───── Texte proposé
A ma soeur. Le clos derrière la maison.

 De beaucoup de temps passé au téléphone, il peut naître un roman. Evocation d'une mémoire enfouie parfois au plus profond de soi, soit parce qu'il ne faut pas réveiller trop vite un passé parfois douloureux. Soit parce que la mémoire ne se contente pas d'être furtive, elle peur être fugitive. Mais elle peut aussi être fertile.


Je reconnais bien l'endroit : le clos derrière la maison, cet espace entouré de pommiers,  dont quelques uns à cidre, d'autres à couteau, rapportés de Normandie du temps où les hommes de la maison partaient à la basse saison, battre la campagne de scieur de long, était divisé en 4  parties dont 3 servaient de clos aux cochons. 



 

Partant du chemin, celle du haut, qui bordait aussi vers l'Est, la maison de la  Francine, celle du milieu bordant son clos et l'étable de ses propres cochons, celle du bas, tout contre chez la Clémence.  
Le quatrième servant d'aire de stockage pour la paille aprés les moissons. Je les imagine bien tous ceux de la photo, battre au fléau les gerbes de seigle, d'orge ou d'avoine sur le sol de la grange et venir aprés tout ce travail, entreposer les gerbes  à cet emplacement réservé pour la maille qu'ils allaient reconstituer. 
C'était surement du temps d'Antoine et de Marie les arrières grand parents, jusqu'au temps du tout juste aprés guerre, de ce temps d'avant la batteuse que j'ai connu. Ils étaient jeunes encore. Ma mémoire n'est pas assez ancienne pour pouvoir identifier chacun. 
De ce clos, derrière la maison, je me souviens de nos jeux d'enfant. Quand la Francine venait m'aider à monter des clôtures pour mes vaches, abandonnant sa besogne, pour me consacrer de bien jolis moments. Je m'y revois avec mes frère et soeurs nous chamaillant ou bien jouant. Je me revois avec notre mère, elle battant son linge à la serve juste en haut du pré. Je me souviens avoir abandonné aux cochons la seule poupée que le père Noël m'avait porté le Noël d'avant. De poupée, je n'en eus qu'une, que j'avais prénommée Isabelle,   lui préférant de loin, mes vaches, de vieux morceaux de bois que ma mère avait prélevés du tas réservé au chauffage. Mon père, un jour de colère m'en avait subtilisé une, pour la mettre dans le poêle, ce qui ne fut pas de mon goût naturellement. Je piquais ma propre colère et maman, dépitée, la retira promptement des flammes, ce qui ne fit qu'attiser la colère de papa.  Je me souviens de ce jour comme si c'était hier. Dès lors, je redoutais plus que tout ses colères et me demande encore comment j'ai bien pu faire pour surmonter cela.  Comment nous avons pu faire ? Car celle là n'était pas des plus sévères, il y en eut de bien pires encore. Mais la vie est comme ça.  Et cela ne veut pas dire qu'il ne nous aimait pas.
──────────
───── Données fournies
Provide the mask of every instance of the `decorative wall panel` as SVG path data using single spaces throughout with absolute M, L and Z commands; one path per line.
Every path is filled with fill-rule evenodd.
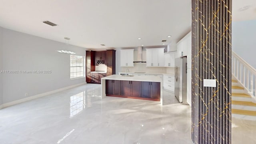
M 192 140 L 231 143 L 231 0 L 192 0 Z M 203 86 L 204 79 L 216 87 Z

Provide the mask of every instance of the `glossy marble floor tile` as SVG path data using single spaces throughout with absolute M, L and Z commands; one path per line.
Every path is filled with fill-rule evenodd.
M 170 104 L 161 106 L 141 100 L 102 100 L 100 90 L 100 85 L 87 84 L 0 110 L 0 143 L 192 143 L 191 108 L 168 92 L 164 98 Z M 255 144 L 254 122 L 234 121 L 232 143 Z

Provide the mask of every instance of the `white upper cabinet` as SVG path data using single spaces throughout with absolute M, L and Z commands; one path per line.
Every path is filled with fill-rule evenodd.
M 146 48 L 147 66 L 164 66 L 164 48 Z
M 173 52 L 164 53 L 164 66 L 174 67 L 176 52 Z
M 164 66 L 170 66 L 170 56 L 168 53 L 164 53 Z
M 121 66 L 134 66 L 133 56 L 134 49 L 120 50 Z
M 191 32 L 190 32 L 177 43 L 176 57 L 187 56 L 191 48 Z

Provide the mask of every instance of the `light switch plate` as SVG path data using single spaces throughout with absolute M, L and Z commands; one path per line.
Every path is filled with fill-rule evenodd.
M 204 79 L 204 86 L 216 87 L 216 80 Z

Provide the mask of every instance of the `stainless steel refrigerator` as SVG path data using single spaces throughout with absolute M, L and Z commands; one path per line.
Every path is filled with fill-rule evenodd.
M 187 102 L 187 57 L 175 58 L 174 94 L 180 102 Z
──────────
Exercice A = D'après le texte sur le clos derrière la maison, quel prénom avait été donné à la seule poupée apportée par le père Noël ?
Exercice B = Recopiez toutes les lignes des données fournies en substituant "Give" à "Provide", sans rien modifier d'autre. N'incluez pas les images dans votre réponse.
Le texte et les lignes ne présentent aucun lien entre eux.

Corrigé A = Isabelle.

Corrigé B =
Give the mask of every instance of the `decorative wall panel` as SVG path data using single spaces throughout with absolute M, L and Z commands; one path per line.
Every path is filled with fill-rule evenodd.
M 192 140 L 231 143 L 231 0 L 192 0 Z M 203 86 L 204 79 L 216 87 Z

Give the mask of every instance of the `glossy marble floor tile` as SVG path data using single spaces throughout with absolute M, L and Z commands; one path per line.
Every path is filled with fill-rule evenodd.
M 170 104 L 161 106 L 141 100 L 102 100 L 100 90 L 100 85 L 87 84 L 0 110 L 0 143 L 192 143 L 191 108 L 168 92 L 164 98 Z M 255 144 L 254 122 L 234 121 L 232 143 Z

Give the mask of every instance of the `white upper cabinet` as SVG path data using single spaces throughout with absolute M, L and Z commands; one path per line.
Every path is filled with fill-rule evenodd.
M 146 48 L 147 66 L 164 66 L 164 48 Z
M 173 52 L 164 53 L 164 66 L 174 67 L 176 52 Z
M 164 66 L 170 66 L 170 56 L 168 53 L 164 53 Z
M 121 66 L 134 66 L 133 56 L 134 49 L 120 50 Z
M 191 32 L 190 32 L 177 43 L 176 57 L 187 56 L 191 48 Z

Give the mask of every instance of the `light switch plate` as SVG path data using single spaces throughout with absolute M, L and Z commands; one path per line.
Every path is filled with fill-rule evenodd.
M 204 79 L 204 86 L 216 87 L 216 80 Z

Give the mask of every instance of the `stainless steel refrigerator` as SVG path data using single spaces throughout with absolute M, L and Z commands; one path per line.
Every path is filled with fill-rule evenodd.
M 187 102 L 187 57 L 175 58 L 174 94 L 180 102 Z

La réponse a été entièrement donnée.